◆ Source data:
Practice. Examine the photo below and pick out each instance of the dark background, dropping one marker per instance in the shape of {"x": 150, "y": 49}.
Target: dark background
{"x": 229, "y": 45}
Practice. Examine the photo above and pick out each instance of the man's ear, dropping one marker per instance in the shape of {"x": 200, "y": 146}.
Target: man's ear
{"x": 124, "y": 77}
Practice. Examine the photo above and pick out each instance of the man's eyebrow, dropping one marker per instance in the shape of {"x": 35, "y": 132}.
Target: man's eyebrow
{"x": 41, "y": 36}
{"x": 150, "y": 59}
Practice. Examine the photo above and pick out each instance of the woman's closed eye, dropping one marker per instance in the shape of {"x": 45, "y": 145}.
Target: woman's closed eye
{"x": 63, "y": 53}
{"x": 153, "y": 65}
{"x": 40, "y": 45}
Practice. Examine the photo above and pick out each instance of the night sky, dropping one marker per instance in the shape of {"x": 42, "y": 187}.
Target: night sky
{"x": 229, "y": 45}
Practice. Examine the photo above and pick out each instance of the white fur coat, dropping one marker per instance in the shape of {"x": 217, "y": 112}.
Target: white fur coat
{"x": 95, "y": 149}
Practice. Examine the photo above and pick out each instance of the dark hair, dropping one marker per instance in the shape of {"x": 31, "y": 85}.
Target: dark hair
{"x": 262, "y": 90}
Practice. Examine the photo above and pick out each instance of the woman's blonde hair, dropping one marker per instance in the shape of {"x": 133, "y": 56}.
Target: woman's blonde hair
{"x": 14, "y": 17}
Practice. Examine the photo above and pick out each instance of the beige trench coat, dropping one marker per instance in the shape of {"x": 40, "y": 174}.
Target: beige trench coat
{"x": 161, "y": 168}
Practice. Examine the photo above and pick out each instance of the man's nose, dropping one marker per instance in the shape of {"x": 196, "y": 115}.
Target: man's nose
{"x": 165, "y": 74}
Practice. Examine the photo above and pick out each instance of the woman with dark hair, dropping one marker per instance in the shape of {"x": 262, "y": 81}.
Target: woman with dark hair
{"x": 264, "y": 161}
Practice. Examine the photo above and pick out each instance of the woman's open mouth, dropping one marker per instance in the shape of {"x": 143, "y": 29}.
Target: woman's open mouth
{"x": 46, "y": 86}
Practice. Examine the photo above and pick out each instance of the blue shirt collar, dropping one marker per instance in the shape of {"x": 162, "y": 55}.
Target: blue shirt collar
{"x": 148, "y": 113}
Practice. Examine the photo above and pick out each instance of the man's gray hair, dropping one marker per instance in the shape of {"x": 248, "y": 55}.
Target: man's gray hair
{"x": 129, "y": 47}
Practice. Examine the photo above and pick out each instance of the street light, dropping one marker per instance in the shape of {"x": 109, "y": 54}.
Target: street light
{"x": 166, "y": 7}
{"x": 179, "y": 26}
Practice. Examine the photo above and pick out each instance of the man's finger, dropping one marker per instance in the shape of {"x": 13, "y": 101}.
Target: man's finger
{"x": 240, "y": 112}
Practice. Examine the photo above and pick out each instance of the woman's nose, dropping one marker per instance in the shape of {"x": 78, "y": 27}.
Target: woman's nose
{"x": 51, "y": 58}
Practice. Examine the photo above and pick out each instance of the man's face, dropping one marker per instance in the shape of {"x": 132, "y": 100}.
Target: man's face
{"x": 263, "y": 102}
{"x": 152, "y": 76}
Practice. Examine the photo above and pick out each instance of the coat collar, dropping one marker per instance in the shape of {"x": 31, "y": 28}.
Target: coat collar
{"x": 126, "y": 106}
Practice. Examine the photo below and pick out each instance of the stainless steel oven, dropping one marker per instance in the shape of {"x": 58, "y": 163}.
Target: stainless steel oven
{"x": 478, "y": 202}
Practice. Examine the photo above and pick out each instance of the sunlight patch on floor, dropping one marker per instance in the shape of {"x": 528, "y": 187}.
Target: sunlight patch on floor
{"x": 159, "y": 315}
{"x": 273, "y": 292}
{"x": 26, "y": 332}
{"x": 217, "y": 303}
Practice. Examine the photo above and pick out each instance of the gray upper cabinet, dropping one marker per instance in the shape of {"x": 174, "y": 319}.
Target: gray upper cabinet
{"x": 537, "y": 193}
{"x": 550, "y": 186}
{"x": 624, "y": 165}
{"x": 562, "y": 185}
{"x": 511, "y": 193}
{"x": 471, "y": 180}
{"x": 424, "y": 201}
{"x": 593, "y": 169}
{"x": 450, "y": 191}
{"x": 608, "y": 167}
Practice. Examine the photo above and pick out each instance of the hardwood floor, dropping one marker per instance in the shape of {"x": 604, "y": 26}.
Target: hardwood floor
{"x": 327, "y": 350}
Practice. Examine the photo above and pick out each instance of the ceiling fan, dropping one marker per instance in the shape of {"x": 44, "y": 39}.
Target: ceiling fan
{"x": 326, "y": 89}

◆ Instruction:
Render every line of the records above as a Markdown table with the columns Row and Line, numbering rows in order and omitting any blank lines.

◆ Complete answer:
| Row | Line |
|---|---|
| 1 | Practice. Examine the photo below and pick out each instance of the dark background, dropping one marker per instance in the shape of {"x": 150, "y": 49}. |
| 2 | Target: dark background |
| 3 | {"x": 229, "y": 45} |
| 4 | Practice. Examine the photo above and pick out each instance of the man's ear, dropping one marker per instance in the shape of {"x": 200, "y": 146}. |
| 5 | Target: man's ear |
| 6 | {"x": 124, "y": 77} |
| 7 | Practice. Examine the photo above and pick out each instance of the man's eyebrow, dropping one marker per instance in the shape of {"x": 35, "y": 132}. |
| 8 | Target: man's eyebrow |
| 9 | {"x": 41, "y": 36} |
| 10 | {"x": 150, "y": 59} |
| 11 | Practice. Examine the photo above and pick out each instance of the woman's closed eye, dropping one marker per instance in the shape of {"x": 45, "y": 145}. |
| 12 | Target: woman's closed eye |
| 13 | {"x": 63, "y": 53} |
| 14 | {"x": 153, "y": 65} |
| 15 | {"x": 40, "y": 45} |
| 16 | Practice. Examine the photo above and pick out each instance of the night sky, dropping one marker per instance in the shape of {"x": 42, "y": 187}. |
| 17 | Target: night sky |
| 18 | {"x": 229, "y": 45} |
| 19 | Practice. Examine the photo above and pick out each instance of the white fur coat, dropping one marker per instance in the shape of {"x": 217, "y": 112}. |
| 20 | Target: white fur coat |
| 21 | {"x": 95, "y": 149} |
| 22 | Practice. Examine the photo above and pick out each instance of the dark hair, dropping one marker per instance in the shape of {"x": 31, "y": 85}. |
| 23 | Target: dark hair |
| 24 | {"x": 262, "y": 90} |
| 25 | Practice. Examine the photo above and pick out each instance of the woman's blonde hair, dropping one marker per instance in the shape of {"x": 133, "y": 56}. |
| 26 | Target: woman's blonde hair |
| 27 | {"x": 14, "y": 17} |
| 28 | Practice. Examine the photo above and pick out each instance of the beige trench coat, dropping one marker per instance in the shape of {"x": 40, "y": 174}. |
| 29 | Target: beige trench coat |
| 30 | {"x": 161, "y": 168} |
| 31 | Practice. Examine the photo above and pick out each instance of the man's nose, dropping one marker per instance in the shape of {"x": 196, "y": 115}. |
| 32 | Target: man's nose |
| 33 | {"x": 165, "y": 74} |
| 34 | Practice. Examine the photo above and pick out each instance of the woman with dark hair, dropping one marker per instance in the shape of {"x": 262, "y": 81}. |
| 35 | Target: woman with dark hair |
| 36 | {"x": 264, "y": 161} |
| 37 | Practice. Examine the photo above and pick out each instance of the woman's open mouth, dropping one marker per instance in the shape of {"x": 143, "y": 29}. |
| 38 | Target: woman's open mouth |
| 39 | {"x": 46, "y": 86} |
| 40 | Practice. Examine the photo above and pick out each instance of the blue shirt collar, dropping one marker per instance in the shape of {"x": 162, "y": 55}. |
| 41 | Target: blue shirt collar |
| 42 | {"x": 148, "y": 113} |
| 43 | Practice. Examine the photo above and pick out each instance of the man's gray hair, dropping one marker per instance in the shape of {"x": 248, "y": 55}. |
| 44 | Target: man's gray hair |
| 45 | {"x": 129, "y": 47} |
| 46 | Practice. Examine the photo above and pick out each instance of the street light, dropping one marker per instance in the shape of {"x": 109, "y": 54}. |
| 47 | Target: street light |
| 48 | {"x": 166, "y": 7} |
| 49 | {"x": 179, "y": 26} |
| 50 | Practice. Examine the photo above and pick out each instance of the man's finger, dropping one marker per instance in the shape of {"x": 13, "y": 101}. |
| 51 | Target: man's finger |
| 52 | {"x": 240, "y": 112} |
| 53 | Practice. Examine the photo above and pick out each instance of the woman's nose, dropping one marker per instance in the shape of {"x": 78, "y": 27}. |
| 54 | Target: woman's nose |
| 55 | {"x": 51, "y": 58} |
| 56 | Practice. Examine the photo above and pick out each instance of the man's face, dropping one marker per instance in the shape of {"x": 132, "y": 100}. |
| 57 | Target: man's face |
| 58 | {"x": 263, "y": 102} |
| 59 | {"x": 152, "y": 76} |
| 60 | Practice. Examine the photo above and pick out each instance of the coat collar, dropping one marker per instance in the shape of {"x": 31, "y": 28}. |
| 61 | Target: coat collar |
| 62 | {"x": 126, "y": 106} |
| 63 | Practice. Examine the photo below and pick out each instance of the stainless steel oven, dropping one marker per instance in the shape of {"x": 58, "y": 163}. |
| 64 | Target: stainless steel oven |
| 65 | {"x": 478, "y": 202} |
| 66 | Practice. Examine the photo above and pick out each instance of the sunlight patch on floor, dropping one marker per instance in the shape of {"x": 528, "y": 187}. |
| 67 | Target: sunlight patch on floor |
| 68 | {"x": 159, "y": 315} |
| 69 | {"x": 273, "y": 292} |
| 70 | {"x": 26, "y": 332} |
| 71 | {"x": 217, "y": 303} |
| 72 | Practice. Examine the photo above and pick out each instance of the gray upper cabinet, dropping one marker per instance in the shape of {"x": 174, "y": 319}. |
| 73 | Target: gray upper cabinet |
| 74 | {"x": 537, "y": 193} |
| 75 | {"x": 550, "y": 186} |
| 76 | {"x": 624, "y": 165} |
| 77 | {"x": 562, "y": 185} |
| 78 | {"x": 511, "y": 193} |
| 79 | {"x": 471, "y": 180} |
| 80 | {"x": 424, "y": 201} |
| 81 | {"x": 593, "y": 169} |
| 82 | {"x": 450, "y": 191} |
| 83 | {"x": 608, "y": 167} |
| 84 | Practice. Examine the photo above and pick out each instance of the hardwood floor, dropping one marker per instance in the shape of {"x": 604, "y": 26}. |
| 85 | Target: hardwood floor |
| 86 | {"x": 327, "y": 350} |
| 87 | Practice. Examine the photo above and pick out each instance of the ceiling fan, dropping one marker per instance in the shape of {"x": 44, "y": 39}. |
| 88 | Target: ceiling fan |
| 89 | {"x": 326, "y": 89} |